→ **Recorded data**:
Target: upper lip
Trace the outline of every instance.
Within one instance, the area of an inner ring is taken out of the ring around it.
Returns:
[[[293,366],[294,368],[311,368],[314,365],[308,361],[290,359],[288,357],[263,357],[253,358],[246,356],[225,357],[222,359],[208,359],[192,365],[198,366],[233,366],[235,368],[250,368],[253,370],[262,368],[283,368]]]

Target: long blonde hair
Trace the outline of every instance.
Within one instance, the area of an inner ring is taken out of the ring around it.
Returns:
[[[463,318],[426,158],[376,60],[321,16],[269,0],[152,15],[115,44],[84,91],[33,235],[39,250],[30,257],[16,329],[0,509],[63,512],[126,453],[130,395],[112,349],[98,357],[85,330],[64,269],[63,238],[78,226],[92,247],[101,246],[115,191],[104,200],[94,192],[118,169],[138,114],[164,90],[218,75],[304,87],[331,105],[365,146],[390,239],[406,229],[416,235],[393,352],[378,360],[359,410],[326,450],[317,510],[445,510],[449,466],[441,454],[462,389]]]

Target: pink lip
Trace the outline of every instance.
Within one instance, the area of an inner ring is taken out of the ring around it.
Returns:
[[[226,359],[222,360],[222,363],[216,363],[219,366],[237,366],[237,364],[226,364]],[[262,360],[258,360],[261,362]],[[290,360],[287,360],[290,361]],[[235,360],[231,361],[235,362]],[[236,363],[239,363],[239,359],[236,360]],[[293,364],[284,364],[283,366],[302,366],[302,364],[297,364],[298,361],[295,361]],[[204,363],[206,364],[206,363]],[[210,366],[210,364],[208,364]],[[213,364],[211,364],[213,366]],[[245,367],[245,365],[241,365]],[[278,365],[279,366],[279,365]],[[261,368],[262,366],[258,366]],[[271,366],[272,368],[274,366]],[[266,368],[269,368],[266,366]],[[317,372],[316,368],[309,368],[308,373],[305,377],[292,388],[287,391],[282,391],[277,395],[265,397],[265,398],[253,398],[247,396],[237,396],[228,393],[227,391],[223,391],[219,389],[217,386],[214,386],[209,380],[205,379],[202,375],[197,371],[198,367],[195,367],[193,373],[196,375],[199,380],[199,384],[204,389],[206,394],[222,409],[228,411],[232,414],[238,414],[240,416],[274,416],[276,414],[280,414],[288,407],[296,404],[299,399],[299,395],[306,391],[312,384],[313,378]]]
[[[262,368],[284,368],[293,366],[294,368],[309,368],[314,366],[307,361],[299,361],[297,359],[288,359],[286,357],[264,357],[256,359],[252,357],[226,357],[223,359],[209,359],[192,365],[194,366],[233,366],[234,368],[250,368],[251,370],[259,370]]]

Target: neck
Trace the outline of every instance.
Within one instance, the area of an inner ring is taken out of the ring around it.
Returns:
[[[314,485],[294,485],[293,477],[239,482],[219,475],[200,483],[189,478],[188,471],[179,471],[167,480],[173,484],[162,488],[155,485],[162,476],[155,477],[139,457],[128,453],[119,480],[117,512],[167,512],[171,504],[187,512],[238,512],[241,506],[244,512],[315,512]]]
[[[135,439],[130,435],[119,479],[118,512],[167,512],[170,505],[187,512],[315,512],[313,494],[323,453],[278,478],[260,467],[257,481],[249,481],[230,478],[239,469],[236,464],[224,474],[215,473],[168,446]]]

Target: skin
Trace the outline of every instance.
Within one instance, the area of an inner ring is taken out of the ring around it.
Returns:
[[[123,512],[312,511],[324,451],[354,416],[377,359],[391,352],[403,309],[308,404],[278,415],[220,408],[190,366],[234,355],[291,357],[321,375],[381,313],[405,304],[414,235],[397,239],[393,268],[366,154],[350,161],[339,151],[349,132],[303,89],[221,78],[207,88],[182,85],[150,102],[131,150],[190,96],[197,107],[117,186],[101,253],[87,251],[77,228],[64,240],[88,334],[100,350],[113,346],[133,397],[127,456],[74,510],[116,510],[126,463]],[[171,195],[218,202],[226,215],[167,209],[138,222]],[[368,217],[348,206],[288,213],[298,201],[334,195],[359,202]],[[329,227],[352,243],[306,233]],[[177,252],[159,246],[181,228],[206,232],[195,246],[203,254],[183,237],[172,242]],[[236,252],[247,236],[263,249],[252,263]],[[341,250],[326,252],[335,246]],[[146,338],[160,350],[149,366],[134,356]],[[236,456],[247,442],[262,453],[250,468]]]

→ **What the exercise asks**: Each entry above should be repeated exactly, with no line left out.

→ **Response to the exercise**:
Target: upper lip
Trace the outline of every instance.
Within one instance, the area of an inner ring is taken out of the ring around it.
Returns:
[[[293,366],[294,368],[311,368],[314,365],[308,361],[290,359],[288,357],[263,357],[253,358],[246,356],[225,357],[222,359],[208,359],[192,365],[198,366],[233,366],[235,368],[250,368],[253,370],[262,368],[283,368]]]

Target: long blonde hair
Trace the outline of every instance.
Within one instance, the area of an inner ring is taken out of the ring around it.
Returns:
[[[463,318],[426,158],[376,60],[321,16],[269,0],[152,15],[115,44],[84,91],[33,235],[39,250],[30,257],[16,329],[0,509],[63,512],[126,453],[130,395],[112,349],[98,357],[85,330],[64,269],[63,238],[78,226],[92,247],[101,246],[115,191],[104,200],[94,192],[118,169],[138,114],[164,90],[218,75],[304,87],[331,105],[365,146],[390,239],[406,229],[416,235],[393,352],[378,360],[359,410],[326,450],[317,510],[445,510],[449,466],[441,454],[462,389]]]

Target: pink lip
Trace the outline of every instance.
Within one instance, the area of an inner ring is taken out of the ring around it.
Returns:
[[[226,359],[222,360],[222,363],[216,363],[219,366],[237,366],[237,364],[226,364]],[[262,360],[258,360],[261,362]],[[290,360],[287,360],[290,361]],[[235,360],[231,361],[235,362]],[[236,363],[239,363],[239,359],[236,360]],[[293,364],[284,364],[283,366],[302,366],[302,364],[297,364],[298,361],[295,361]],[[204,363],[206,364],[206,363]],[[210,366],[210,364],[208,364]],[[213,364],[211,364],[213,366]],[[245,367],[245,365],[241,365]],[[278,365],[279,366],[279,365]],[[261,368],[262,366],[258,366]],[[271,366],[272,368],[274,366]],[[266,368],[269,368],[266,366]],[[317,372],[316,368],[309,368],[308,373],[305,377],[292,388],[287,391],[282,391],[277,395],[265,397],[265,398],[253,398],[247,396],[237,396],[228,393],[227,391],[223,391],[219,389],[217,386],[214,386],[209,380],[205,379],[202,375],[197,371],[198,367],[195,367],[193,373],[196,375],[199,380],[199,384],[204,389],[206,394],[222,409],[228,411],[232,414],[238,414],[240,416],[274,416],[276,414],[280,414],[288,407],[296,404],[299,399],[299,395],[306,391],[312,384],[313,378]]]
[[[262,368],[284,368],[293,366],[294,368],[309,368],[314,366],[307,361],[299,361],[297,359],[288,359],[286,357],[264,357],[256,359],[252,357],[226,357],[223,359],[209,359],[192,365],[194,366],[233,366],[234,368],[250,368],[251,370],[259,370]]]

Target: neck
Trace the outline of every instance.
Within one instance, the area of an inner ring is taken out of the ring around it.
Returns:
[[[314,485],[294,485],[293,477],[239,482],[219,475],[200,483],[189,478],[188,471],[179,471],[167,480],[173,484],[162,488],[155,485],[162,476],[155,477],[139,457],[128,453],[119,480],[117,512],[167,512],[171,504],[187,512],[238,512],[241,506],[244,512],[315,512]]]
[[[135,439],[130,435],[119,479],[118,512],[167,512],[170,505],[187,512],[315,512],[313,494],[323,453],[278,478],[260,467],[257,481],[249,481],[230,478],[239,469],[236,464],[224,474],[215,473],[168,446]]]

Target: skin
Trace the outline of every instance.
Within one instance, the area of an inner ring is taken out of the ring around it.
Returns:
[[[123,512],[312,511],[324,451],[354,416],[377,359],[391,352],[403,309],[308,404],[278,415],[220,408],[190,366],[234,355],[291,357],[321,375],[381,313],[405,304],[414,235],[397,239],[393,268],[366,154],[350,161],[339,151],[349,132],[303,89],[221,78],[207,88],[182,85],[150,102],[131,150],[190,96],[197,107],[117,186],[101,253],[87,251],[77,228],[64,240],[88,334],[100,350],[113,346],[133,397],[127,456],[74,510],[116,510],[126,463]],[[171,195],[218,202],[226,215],[167,209],[138,222]],[[368,217],[348,206],[288,213],[298,201],[334,195],[359,202]],[[329,227],[352,243],[306,233]],[[177,252],[159,246],[181,228],[206,232],[195,246],[203,254],[183,237],[172,242]],[[236,252],[247,236],[263,249],[252,263]],[[341,250],[326,252],[335,246]],[[146,338],[160,350],[149,366],[134,356]],[[236,456],[247,442],[262,453],[250,468]]]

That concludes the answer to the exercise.